■ Records excerpted from a collection:

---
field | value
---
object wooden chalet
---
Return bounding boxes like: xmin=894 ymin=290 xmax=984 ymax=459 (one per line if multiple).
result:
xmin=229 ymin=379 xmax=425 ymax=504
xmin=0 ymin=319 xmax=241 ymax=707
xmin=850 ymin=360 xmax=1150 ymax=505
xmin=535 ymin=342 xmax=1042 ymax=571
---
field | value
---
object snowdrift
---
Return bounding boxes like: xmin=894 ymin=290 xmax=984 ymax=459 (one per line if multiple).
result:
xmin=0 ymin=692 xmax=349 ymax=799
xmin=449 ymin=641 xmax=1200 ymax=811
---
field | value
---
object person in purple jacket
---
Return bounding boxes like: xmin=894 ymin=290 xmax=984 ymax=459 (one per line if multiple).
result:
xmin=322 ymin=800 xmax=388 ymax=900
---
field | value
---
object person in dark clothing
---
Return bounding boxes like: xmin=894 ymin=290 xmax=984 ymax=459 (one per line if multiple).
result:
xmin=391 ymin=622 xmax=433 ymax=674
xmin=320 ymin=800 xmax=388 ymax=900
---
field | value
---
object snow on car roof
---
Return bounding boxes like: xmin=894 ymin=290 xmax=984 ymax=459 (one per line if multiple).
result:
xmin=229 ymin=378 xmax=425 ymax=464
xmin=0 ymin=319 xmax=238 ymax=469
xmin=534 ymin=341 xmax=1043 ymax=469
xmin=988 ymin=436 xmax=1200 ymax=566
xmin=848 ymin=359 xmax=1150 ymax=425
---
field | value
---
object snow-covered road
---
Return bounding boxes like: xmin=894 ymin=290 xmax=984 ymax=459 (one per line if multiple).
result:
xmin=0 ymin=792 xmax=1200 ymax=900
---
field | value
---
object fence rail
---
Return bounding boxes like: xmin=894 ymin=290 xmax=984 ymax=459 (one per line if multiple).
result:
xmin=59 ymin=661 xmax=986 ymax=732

■ What the task requires:
Rewrite the records above, switching "fence rail" to "guard rail" and leaving everything else unchanged.

■ Result of the exercise:
---
field | value
---
object wooden chalet
---
Return bounding boxes like: xmin=894 ymin=290 xmax=984 ymax=459 (one per line if multiple).
result:
xmin=229 ymin=379 xmax=425 ymax=504
xmin=0 ymin=319 xmax=241 ymax=707
xmin=850 ymin=360 xmax=1150 ymax=505
xmin=535 ymin=342 xmax=1042 ymax=571
---
field | value
---
object snowdrift
---
Return bounding boxes like: xmin=894 ymin=290 xmax=984 ymax=459 (one per line if multiple).
result:
xmin=0 ymin=692 xmax=349 ymax=799
xmin=449 ymin=641 xmax=1200 ymax=811
---
field | value
---
object person in purple jacket
---
Return bounding boxes like: xmin=894 ymin=290 xmax=984 ymax=459 (one per line if multiple).
result:
xmin=322 ymin=800 xmax=388 ymax=900
---
field | value
---
object person in dark clothing
---
Return bounding boxes like: xmin=894 ymin=290 xmax=984 ymax=459 (one per line if multiple).
result:
xmin=391 ymin=622 xmax=433 ymax=674
xmin=320 ymin=800 xmax=388 ymax=900
---
field | value
---
object snow on car roof
---
Return bounding boxes like: xmin=894 ymin=290 xmax=984 ymax=459 (one per line if multiple).
result:
xmin=229 ymin=378 xmax=425 ymax=464
xmin=0 ymin=319 xmax=238 ymax=469
xmin=534 ymin=341 xmax=1043 ymax=469
xmin=988 ymin=436 xmax=1200 ymax=566
xmin=848 ymin=359 xmax=1150 ymax=425
---
field | value
---
object snow-covered road
---
Return bounding boxes like: xmin=894 ymin=290 xmax=984 ymax=459 (one per line if multiple).
result:
xmin=0 ymin=792 xmax=1200 ymax=900
---
field | value
---
object guard rail
---
Return bounding boxes like: xmin=894 ymin=290 xmax=984 ymax=459 (one per line if multiple).
result:
xmin=59 ymin=661 xmax=986 ymax=732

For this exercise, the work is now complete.